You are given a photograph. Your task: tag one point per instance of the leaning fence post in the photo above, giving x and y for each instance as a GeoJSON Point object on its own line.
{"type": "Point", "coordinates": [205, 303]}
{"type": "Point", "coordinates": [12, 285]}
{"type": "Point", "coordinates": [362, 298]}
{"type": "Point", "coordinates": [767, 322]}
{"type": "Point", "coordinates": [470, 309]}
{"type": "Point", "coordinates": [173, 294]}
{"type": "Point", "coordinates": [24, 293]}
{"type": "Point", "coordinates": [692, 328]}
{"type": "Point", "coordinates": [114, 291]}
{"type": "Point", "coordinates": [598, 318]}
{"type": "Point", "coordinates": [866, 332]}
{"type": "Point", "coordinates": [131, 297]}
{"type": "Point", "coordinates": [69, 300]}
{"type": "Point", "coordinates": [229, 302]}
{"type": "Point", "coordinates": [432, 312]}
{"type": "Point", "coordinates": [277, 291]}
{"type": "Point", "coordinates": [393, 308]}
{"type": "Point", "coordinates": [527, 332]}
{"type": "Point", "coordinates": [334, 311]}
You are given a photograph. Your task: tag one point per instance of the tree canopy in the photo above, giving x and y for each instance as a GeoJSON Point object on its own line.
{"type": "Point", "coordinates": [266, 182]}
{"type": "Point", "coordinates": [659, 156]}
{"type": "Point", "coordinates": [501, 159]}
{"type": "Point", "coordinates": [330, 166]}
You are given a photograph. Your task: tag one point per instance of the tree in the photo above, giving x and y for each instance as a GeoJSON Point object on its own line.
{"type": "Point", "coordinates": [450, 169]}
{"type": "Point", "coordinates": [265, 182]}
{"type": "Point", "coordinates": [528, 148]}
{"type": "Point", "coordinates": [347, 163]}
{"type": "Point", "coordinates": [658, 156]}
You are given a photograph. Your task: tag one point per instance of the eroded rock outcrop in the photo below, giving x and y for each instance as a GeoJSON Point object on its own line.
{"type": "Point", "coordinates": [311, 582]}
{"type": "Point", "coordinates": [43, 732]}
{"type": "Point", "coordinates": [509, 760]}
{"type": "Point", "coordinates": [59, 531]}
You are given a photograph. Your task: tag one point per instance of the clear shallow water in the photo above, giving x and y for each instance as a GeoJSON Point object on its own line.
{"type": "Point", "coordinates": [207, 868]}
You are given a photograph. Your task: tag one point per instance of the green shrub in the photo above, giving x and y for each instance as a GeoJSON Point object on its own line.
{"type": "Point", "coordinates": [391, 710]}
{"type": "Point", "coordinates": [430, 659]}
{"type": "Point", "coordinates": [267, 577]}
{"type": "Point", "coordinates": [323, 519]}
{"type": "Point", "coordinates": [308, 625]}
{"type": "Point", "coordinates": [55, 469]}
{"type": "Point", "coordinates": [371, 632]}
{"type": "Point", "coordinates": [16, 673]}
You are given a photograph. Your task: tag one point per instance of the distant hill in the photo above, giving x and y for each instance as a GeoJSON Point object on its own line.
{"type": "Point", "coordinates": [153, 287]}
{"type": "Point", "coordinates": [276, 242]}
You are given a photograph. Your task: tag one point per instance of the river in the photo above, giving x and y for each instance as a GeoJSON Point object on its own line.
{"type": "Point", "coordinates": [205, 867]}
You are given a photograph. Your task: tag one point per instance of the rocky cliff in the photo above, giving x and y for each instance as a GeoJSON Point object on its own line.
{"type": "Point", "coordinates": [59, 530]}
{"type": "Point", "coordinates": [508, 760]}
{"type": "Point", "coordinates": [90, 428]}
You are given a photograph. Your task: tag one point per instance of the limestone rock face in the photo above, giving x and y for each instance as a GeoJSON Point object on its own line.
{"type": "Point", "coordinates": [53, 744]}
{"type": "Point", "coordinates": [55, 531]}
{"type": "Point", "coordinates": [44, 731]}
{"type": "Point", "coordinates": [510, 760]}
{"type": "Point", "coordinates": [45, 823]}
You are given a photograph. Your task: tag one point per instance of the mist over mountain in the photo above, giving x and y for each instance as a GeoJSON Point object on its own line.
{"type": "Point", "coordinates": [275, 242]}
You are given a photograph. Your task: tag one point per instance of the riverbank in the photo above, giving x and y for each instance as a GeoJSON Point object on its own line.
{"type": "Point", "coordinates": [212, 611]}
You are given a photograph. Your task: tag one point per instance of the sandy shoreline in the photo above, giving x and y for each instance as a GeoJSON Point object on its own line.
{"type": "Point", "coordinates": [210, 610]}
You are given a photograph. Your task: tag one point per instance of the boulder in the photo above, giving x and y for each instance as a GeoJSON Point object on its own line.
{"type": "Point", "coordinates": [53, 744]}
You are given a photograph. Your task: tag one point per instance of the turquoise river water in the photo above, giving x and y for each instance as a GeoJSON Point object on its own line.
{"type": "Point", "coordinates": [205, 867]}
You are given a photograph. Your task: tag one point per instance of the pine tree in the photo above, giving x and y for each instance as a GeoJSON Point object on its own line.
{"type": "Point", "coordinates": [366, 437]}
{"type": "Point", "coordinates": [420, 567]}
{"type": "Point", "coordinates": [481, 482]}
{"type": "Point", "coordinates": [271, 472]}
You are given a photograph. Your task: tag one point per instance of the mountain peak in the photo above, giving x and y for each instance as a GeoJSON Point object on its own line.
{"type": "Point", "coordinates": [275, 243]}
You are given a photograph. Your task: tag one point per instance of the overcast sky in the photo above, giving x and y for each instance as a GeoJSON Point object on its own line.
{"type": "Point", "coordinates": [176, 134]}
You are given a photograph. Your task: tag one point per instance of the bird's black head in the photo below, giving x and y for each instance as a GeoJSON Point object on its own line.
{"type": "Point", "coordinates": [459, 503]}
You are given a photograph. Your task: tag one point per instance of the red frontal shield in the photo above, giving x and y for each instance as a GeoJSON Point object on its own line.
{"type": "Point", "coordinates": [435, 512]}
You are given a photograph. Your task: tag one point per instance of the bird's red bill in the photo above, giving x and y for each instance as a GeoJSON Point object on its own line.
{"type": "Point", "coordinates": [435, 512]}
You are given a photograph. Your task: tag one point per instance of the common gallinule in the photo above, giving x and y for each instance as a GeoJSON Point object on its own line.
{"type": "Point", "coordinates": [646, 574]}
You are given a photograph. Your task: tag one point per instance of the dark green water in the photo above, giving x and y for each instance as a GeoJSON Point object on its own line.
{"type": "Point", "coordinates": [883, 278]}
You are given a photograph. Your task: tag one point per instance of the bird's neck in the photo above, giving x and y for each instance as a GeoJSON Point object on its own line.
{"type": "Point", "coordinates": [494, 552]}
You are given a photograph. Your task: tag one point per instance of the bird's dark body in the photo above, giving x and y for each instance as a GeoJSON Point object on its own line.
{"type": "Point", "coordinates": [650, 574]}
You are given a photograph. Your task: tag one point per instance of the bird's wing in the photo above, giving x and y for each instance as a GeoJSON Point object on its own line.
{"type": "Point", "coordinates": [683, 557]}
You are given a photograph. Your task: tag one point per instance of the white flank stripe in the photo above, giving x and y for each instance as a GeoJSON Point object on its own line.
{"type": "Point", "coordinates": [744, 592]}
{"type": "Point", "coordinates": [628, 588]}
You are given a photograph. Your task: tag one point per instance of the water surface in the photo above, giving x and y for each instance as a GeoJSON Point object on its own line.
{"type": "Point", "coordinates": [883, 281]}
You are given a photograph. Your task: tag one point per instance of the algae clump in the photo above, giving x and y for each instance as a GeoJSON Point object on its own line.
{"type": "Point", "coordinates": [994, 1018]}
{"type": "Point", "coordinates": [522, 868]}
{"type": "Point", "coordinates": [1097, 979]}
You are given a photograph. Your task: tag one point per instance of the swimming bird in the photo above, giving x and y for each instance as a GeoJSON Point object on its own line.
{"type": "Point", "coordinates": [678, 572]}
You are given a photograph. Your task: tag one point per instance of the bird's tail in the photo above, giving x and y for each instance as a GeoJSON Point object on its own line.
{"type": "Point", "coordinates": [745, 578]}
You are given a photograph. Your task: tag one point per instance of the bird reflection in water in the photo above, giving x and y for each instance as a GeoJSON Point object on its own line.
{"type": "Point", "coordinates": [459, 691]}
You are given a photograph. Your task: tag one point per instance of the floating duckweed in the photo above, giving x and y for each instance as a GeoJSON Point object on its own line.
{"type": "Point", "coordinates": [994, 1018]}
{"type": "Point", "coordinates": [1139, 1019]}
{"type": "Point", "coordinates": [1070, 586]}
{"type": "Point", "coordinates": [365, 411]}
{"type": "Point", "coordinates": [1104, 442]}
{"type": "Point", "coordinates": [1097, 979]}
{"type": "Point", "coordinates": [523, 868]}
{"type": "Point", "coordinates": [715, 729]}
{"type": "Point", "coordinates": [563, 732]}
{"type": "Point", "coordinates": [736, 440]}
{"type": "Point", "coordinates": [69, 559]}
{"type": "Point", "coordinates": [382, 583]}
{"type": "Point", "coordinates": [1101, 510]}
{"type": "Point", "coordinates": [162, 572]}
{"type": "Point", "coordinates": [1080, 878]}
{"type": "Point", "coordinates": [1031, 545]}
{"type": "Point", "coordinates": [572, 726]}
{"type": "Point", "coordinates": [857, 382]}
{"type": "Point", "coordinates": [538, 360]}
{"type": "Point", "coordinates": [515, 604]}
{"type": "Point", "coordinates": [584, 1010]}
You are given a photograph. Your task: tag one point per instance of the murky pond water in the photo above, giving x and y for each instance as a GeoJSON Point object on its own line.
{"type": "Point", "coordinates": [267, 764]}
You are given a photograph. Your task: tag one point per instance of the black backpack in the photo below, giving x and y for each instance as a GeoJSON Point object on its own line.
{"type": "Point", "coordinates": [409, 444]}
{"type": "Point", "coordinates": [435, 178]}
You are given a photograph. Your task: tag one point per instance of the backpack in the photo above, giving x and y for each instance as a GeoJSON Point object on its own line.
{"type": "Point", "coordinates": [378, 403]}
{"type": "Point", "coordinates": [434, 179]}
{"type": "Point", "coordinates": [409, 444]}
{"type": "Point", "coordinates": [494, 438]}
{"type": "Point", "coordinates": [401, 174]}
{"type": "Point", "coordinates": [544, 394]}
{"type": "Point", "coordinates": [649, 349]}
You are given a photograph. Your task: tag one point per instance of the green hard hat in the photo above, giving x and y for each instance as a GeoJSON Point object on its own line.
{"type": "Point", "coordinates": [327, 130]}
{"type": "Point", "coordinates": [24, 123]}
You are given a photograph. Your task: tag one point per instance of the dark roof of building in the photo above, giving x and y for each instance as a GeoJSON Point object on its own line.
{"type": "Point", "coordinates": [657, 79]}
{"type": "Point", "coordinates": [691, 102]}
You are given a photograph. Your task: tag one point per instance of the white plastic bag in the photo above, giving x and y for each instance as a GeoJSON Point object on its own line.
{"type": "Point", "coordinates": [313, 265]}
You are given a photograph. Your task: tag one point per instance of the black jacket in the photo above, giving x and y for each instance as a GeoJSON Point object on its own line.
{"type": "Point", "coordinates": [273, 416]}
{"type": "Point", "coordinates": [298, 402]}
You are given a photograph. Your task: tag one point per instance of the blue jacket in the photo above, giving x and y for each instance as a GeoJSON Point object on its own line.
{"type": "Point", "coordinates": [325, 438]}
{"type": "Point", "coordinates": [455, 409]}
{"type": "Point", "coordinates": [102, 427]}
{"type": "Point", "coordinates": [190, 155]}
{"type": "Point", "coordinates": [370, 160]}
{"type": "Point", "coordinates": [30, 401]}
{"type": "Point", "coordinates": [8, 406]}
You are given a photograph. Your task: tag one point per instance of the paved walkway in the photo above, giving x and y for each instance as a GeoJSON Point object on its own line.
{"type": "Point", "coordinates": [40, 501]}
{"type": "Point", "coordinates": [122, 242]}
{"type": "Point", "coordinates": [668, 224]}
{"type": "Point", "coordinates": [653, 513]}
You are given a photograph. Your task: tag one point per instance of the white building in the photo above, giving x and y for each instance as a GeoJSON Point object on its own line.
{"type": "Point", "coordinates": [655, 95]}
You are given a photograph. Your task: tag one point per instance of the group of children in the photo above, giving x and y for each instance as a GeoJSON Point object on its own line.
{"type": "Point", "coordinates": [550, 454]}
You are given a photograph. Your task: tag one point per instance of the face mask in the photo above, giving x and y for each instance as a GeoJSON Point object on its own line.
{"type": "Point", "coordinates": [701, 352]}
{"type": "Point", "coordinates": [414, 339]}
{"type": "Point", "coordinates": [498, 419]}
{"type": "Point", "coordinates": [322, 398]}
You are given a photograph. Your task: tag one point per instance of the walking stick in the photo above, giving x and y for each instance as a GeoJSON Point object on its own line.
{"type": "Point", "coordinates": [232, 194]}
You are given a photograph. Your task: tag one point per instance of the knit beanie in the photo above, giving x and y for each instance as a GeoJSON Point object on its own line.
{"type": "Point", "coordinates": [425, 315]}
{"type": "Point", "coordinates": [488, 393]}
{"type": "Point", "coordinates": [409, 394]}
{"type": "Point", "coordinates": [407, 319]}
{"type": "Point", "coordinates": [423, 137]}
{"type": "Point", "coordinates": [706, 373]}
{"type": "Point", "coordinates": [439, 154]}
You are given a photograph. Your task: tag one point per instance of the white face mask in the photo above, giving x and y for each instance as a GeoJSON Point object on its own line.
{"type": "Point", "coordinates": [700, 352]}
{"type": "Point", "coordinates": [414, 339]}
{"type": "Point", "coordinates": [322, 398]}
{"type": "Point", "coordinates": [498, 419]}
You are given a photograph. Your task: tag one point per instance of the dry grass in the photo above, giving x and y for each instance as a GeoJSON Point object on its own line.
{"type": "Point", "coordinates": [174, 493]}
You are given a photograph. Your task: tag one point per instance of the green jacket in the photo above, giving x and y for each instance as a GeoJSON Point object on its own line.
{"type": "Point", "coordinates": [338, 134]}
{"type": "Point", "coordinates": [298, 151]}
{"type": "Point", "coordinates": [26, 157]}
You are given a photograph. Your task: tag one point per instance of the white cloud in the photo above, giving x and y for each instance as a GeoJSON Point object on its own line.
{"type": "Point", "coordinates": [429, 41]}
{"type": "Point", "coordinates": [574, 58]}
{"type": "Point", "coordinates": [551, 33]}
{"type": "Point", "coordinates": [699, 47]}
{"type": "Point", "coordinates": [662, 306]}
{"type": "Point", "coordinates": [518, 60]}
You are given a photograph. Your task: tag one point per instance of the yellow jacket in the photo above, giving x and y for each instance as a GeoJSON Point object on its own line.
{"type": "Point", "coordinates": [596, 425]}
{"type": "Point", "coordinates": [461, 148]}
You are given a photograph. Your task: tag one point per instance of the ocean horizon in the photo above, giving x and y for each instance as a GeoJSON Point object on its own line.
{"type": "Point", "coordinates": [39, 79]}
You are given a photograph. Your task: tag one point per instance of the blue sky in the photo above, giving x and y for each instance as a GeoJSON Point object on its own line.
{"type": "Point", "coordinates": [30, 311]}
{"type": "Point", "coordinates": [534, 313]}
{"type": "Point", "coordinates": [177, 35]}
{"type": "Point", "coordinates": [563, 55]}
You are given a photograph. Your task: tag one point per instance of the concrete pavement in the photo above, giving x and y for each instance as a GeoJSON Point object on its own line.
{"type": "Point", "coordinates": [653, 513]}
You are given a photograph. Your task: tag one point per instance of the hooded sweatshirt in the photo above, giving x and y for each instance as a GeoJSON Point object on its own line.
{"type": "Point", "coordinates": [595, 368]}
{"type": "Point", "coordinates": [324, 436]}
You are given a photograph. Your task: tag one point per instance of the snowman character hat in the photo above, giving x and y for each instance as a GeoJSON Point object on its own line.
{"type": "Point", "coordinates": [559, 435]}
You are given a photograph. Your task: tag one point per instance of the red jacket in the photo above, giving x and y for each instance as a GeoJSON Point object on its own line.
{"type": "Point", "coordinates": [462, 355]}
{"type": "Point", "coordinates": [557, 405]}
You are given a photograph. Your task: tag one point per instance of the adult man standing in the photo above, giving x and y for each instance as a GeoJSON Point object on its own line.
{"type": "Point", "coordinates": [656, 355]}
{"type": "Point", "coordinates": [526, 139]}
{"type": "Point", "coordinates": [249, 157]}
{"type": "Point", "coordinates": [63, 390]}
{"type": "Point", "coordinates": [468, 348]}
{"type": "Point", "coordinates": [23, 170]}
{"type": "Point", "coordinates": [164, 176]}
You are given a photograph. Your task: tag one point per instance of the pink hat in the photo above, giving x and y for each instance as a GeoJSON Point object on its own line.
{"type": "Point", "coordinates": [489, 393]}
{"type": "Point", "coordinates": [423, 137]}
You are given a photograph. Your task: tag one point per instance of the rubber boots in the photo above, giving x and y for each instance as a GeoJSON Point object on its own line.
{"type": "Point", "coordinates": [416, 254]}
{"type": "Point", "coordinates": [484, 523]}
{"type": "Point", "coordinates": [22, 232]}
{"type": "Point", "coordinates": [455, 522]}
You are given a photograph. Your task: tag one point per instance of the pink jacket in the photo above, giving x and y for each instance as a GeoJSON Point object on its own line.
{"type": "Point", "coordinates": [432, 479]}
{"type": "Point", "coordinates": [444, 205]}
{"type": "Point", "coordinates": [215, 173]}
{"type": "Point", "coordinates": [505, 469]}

WHAT YOU HAVE TO DO
What needs duplicating is the run of lines from the one containing "the pink jacket" through the last line of the entries above, exact and complete.

FINAL RESULT
You are given a photograph. Your task: tag one point per instance of the pink jacket in the photo above, giving x and y for each instance as a GeoJSON Point object on its own line.
{"type": "Point", "coordinates": [432, 479]}
{"type": "Point", "coordinates": [444, 205]}
{"type": "Point", "coordinates": [215, 173]}
{"type": "Point", "coordinates": [505, 469]}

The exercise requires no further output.